Rows from a dataset.
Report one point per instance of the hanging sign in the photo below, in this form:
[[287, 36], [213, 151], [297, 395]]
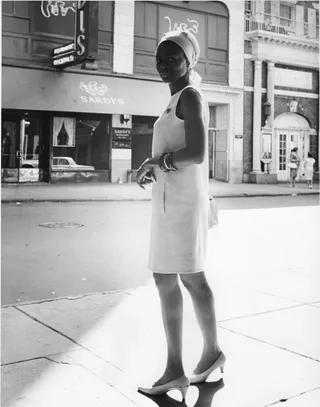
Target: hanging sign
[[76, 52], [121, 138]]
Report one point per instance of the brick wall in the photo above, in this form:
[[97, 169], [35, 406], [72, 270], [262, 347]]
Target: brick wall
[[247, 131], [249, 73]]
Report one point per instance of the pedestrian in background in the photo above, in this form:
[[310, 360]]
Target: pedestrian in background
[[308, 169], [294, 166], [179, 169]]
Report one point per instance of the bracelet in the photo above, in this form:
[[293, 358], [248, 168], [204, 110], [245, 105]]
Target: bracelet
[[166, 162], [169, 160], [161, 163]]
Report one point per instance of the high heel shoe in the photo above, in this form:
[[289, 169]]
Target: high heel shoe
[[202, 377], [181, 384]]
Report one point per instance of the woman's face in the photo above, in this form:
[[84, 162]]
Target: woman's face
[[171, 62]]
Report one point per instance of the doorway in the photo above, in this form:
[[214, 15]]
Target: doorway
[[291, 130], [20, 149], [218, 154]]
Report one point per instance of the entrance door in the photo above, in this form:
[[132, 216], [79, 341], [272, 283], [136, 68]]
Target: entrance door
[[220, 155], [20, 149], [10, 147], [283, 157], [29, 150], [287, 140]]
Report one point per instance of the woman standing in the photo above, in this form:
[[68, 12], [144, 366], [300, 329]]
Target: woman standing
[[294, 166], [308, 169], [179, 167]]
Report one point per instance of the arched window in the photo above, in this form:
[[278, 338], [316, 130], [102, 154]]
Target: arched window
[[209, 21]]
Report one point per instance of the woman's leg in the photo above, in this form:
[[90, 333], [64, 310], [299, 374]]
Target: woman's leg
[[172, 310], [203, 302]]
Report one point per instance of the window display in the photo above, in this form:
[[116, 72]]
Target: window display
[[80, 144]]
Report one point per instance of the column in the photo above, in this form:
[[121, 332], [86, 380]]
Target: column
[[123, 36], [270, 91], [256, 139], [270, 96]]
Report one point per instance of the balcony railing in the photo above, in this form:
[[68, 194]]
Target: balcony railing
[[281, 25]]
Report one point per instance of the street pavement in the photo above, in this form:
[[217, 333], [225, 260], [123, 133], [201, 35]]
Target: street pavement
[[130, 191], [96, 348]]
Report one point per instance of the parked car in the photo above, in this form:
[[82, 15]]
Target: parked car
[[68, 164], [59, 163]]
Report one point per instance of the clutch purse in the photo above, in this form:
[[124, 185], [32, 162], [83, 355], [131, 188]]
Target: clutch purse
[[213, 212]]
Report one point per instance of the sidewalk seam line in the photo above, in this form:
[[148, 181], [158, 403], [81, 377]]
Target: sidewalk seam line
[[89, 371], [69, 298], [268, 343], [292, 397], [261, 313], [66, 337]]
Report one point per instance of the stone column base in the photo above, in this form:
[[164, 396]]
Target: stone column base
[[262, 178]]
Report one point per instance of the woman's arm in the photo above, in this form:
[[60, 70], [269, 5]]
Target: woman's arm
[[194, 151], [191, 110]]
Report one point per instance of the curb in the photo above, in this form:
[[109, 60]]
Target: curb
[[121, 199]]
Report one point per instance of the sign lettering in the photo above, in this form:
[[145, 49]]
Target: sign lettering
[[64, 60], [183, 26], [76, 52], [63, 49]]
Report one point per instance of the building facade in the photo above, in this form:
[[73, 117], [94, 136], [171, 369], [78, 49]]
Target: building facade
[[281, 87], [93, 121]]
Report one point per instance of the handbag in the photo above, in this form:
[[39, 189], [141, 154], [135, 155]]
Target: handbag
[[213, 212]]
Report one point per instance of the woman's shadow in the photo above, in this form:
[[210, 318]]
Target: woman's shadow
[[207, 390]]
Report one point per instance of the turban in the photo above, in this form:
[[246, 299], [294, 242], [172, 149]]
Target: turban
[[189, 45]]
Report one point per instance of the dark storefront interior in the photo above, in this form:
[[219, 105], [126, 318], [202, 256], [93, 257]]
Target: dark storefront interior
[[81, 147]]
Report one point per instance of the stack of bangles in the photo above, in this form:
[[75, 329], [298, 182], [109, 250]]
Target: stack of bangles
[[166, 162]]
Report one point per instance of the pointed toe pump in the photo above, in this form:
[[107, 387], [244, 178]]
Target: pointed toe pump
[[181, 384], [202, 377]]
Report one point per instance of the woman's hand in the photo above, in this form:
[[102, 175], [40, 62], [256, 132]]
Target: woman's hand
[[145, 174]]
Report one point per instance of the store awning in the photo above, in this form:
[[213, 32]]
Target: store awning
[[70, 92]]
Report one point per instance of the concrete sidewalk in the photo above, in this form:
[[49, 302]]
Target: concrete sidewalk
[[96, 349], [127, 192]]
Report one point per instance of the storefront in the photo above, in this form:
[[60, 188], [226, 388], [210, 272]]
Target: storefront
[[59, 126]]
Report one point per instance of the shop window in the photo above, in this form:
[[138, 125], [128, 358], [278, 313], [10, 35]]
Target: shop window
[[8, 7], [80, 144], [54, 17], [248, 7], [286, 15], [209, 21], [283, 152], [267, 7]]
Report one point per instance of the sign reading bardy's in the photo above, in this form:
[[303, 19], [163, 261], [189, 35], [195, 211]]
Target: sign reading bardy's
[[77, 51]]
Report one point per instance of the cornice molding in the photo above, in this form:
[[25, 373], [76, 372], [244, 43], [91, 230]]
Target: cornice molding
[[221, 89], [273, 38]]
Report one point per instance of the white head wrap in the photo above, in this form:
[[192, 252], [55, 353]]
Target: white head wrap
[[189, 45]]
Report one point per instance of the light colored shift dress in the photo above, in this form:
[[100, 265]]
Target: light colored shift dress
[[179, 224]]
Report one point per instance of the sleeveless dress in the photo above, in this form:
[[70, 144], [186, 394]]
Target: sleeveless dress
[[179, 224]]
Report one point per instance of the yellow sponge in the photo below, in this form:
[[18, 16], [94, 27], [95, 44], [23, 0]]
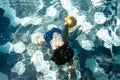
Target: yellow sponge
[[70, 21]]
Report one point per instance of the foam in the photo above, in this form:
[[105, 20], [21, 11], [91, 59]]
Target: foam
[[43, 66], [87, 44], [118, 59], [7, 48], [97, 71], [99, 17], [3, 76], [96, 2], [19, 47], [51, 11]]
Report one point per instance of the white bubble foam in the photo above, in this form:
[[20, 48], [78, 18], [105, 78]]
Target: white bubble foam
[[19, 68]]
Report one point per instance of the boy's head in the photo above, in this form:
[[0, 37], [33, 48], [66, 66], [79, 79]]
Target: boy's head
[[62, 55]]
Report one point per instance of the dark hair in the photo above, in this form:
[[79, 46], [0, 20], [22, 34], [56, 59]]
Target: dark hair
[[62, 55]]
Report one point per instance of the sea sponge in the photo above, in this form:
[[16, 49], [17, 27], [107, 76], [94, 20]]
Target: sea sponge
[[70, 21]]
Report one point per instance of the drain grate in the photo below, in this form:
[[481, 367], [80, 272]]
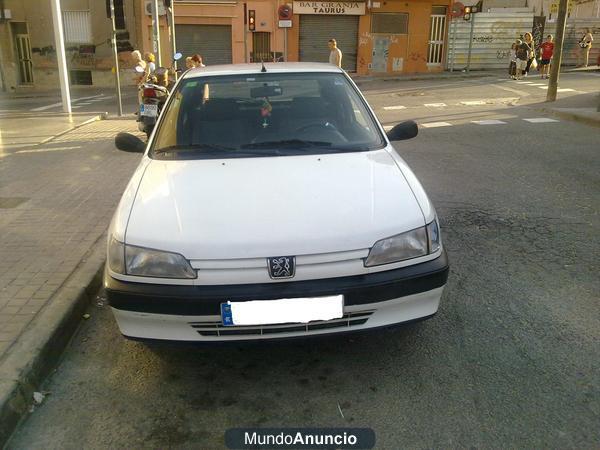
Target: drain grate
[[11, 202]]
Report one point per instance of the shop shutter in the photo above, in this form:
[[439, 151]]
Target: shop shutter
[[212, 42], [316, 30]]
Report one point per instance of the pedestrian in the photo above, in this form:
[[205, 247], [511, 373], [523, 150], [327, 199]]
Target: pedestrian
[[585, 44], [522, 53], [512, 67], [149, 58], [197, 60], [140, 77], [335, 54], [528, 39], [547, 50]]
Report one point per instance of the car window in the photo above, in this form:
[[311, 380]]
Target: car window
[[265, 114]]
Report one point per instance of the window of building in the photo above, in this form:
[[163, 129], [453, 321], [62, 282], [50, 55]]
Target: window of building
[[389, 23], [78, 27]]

==

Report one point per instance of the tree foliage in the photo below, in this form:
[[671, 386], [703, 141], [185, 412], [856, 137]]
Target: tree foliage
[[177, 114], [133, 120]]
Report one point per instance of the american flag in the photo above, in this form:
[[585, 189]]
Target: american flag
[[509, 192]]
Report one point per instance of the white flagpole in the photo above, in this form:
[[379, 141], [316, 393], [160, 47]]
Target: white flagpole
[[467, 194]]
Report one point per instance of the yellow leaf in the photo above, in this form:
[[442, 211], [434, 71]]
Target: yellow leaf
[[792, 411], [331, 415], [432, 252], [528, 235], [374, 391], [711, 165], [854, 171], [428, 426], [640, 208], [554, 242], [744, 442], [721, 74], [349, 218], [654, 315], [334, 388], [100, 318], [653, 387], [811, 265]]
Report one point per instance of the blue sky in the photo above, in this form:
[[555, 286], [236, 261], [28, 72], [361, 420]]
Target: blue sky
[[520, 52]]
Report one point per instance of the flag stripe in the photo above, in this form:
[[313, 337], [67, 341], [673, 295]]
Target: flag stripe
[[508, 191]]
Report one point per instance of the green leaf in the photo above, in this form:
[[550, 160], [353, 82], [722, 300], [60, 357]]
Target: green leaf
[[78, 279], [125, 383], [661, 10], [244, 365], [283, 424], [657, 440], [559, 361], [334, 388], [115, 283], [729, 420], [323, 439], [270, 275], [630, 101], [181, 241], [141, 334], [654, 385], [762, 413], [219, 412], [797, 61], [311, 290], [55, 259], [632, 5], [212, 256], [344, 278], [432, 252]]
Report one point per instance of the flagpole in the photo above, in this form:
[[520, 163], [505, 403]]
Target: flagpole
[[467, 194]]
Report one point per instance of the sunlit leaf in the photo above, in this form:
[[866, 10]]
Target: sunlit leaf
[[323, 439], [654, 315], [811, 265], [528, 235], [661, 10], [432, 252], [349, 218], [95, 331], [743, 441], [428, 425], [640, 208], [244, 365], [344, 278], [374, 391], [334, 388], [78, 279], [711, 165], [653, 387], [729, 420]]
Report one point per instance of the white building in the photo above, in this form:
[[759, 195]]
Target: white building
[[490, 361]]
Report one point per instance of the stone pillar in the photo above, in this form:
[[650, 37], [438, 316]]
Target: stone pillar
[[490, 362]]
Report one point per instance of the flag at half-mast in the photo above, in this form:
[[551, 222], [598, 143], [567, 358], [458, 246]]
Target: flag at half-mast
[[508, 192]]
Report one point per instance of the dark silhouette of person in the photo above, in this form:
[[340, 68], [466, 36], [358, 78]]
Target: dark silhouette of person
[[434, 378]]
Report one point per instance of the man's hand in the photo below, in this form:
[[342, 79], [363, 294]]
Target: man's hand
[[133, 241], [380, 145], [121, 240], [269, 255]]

==

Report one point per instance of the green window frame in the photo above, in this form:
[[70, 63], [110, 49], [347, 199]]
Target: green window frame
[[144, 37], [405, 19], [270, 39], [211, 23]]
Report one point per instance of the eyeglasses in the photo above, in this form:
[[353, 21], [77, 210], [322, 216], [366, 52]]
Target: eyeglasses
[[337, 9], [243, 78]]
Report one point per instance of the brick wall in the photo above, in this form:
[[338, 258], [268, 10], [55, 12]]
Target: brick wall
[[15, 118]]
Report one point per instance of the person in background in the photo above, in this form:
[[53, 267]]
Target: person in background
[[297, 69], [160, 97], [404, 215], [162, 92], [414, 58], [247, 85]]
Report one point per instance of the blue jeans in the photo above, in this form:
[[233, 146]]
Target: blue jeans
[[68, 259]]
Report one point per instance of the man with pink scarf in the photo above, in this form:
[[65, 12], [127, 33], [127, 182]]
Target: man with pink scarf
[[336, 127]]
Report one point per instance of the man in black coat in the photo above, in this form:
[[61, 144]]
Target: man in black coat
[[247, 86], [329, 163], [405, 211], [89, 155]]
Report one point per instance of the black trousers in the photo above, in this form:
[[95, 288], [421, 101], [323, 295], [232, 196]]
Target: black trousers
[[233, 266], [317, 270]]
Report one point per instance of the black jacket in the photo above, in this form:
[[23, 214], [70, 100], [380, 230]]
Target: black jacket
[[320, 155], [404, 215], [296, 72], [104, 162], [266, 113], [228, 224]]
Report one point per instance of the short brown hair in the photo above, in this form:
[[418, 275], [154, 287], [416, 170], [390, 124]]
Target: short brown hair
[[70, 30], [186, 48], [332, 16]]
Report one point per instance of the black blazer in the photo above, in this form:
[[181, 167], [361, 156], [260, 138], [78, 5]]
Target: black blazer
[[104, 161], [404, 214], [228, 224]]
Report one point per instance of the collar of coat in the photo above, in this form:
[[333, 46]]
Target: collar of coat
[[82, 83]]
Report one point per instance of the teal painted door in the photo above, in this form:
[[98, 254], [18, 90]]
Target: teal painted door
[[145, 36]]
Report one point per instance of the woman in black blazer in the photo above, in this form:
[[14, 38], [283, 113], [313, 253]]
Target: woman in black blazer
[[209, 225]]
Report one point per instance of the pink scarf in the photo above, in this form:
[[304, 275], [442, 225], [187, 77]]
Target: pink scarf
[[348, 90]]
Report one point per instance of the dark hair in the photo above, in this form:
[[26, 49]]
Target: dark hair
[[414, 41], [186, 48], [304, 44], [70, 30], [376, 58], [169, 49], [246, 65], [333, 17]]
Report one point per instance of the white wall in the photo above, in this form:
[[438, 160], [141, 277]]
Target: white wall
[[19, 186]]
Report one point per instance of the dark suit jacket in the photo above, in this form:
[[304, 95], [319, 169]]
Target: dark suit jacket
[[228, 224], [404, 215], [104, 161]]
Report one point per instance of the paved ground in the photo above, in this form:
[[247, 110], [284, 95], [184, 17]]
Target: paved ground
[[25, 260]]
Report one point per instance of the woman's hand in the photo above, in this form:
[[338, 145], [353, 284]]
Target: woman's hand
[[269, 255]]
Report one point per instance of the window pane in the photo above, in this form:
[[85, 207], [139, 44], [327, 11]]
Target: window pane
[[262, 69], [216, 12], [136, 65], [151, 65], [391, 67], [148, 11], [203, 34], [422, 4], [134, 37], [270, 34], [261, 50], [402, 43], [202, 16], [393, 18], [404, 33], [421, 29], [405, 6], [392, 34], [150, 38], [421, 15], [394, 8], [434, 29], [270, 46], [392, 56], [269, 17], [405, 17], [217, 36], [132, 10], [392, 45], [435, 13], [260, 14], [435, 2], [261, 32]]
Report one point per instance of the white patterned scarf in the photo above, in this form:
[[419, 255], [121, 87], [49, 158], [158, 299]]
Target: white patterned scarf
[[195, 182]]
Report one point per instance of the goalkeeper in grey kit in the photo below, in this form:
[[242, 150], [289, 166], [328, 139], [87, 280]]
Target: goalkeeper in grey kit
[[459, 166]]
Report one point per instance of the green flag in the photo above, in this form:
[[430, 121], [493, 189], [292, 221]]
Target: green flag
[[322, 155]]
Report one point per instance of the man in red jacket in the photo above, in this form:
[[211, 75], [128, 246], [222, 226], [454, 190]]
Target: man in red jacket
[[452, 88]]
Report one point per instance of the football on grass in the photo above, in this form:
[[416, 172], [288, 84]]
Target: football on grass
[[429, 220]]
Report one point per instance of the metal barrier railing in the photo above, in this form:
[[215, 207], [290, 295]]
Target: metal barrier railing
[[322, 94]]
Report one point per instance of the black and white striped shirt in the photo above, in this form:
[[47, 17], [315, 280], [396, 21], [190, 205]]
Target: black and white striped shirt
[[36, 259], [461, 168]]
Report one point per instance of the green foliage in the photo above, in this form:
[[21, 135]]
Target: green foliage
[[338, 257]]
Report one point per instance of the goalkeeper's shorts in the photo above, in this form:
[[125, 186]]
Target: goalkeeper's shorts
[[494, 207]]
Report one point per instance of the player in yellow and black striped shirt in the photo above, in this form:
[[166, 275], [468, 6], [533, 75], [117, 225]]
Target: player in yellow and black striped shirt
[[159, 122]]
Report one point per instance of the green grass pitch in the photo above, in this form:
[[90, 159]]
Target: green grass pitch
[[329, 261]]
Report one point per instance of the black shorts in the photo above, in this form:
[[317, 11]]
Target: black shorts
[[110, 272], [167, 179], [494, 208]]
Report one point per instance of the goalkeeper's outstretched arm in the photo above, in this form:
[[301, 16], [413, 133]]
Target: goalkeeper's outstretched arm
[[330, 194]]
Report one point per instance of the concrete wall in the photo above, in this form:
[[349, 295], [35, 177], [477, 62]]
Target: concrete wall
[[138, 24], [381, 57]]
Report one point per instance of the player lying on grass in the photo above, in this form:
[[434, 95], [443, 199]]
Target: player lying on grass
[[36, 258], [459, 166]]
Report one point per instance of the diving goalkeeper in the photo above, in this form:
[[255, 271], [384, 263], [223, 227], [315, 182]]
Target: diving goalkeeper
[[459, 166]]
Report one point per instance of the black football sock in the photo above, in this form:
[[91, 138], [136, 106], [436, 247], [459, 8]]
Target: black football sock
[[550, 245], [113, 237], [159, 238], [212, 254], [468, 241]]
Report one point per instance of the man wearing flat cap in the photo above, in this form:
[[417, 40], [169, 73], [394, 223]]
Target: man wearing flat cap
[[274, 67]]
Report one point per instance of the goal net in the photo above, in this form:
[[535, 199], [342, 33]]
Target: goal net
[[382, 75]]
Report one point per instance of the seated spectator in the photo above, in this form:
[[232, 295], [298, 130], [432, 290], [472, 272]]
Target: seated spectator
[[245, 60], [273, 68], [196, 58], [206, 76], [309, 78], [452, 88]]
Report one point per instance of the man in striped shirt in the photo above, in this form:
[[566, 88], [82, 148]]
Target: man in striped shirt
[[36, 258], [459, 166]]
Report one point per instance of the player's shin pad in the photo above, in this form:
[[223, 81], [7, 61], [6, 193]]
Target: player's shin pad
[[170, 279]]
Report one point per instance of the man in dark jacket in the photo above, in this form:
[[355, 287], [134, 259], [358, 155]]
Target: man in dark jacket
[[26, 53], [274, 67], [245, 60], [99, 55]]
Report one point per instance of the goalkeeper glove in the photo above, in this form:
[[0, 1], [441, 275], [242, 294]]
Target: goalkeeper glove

Requirements. Copy the lines of the records above word for word, starting with the line that contains "Report one point per instance of the short" and ending with the line that contains "[[70, 30], [186, 48], [332, 16]]", with both of those lines included.

Written answer.
Report one point per instance of the short brown hair in the photo above, in this form:
[[418, 275], [154, 287], [416, 170], [390, 124]]
Target: short brown hair
[[70, 30], [186, 48], [332, 16]]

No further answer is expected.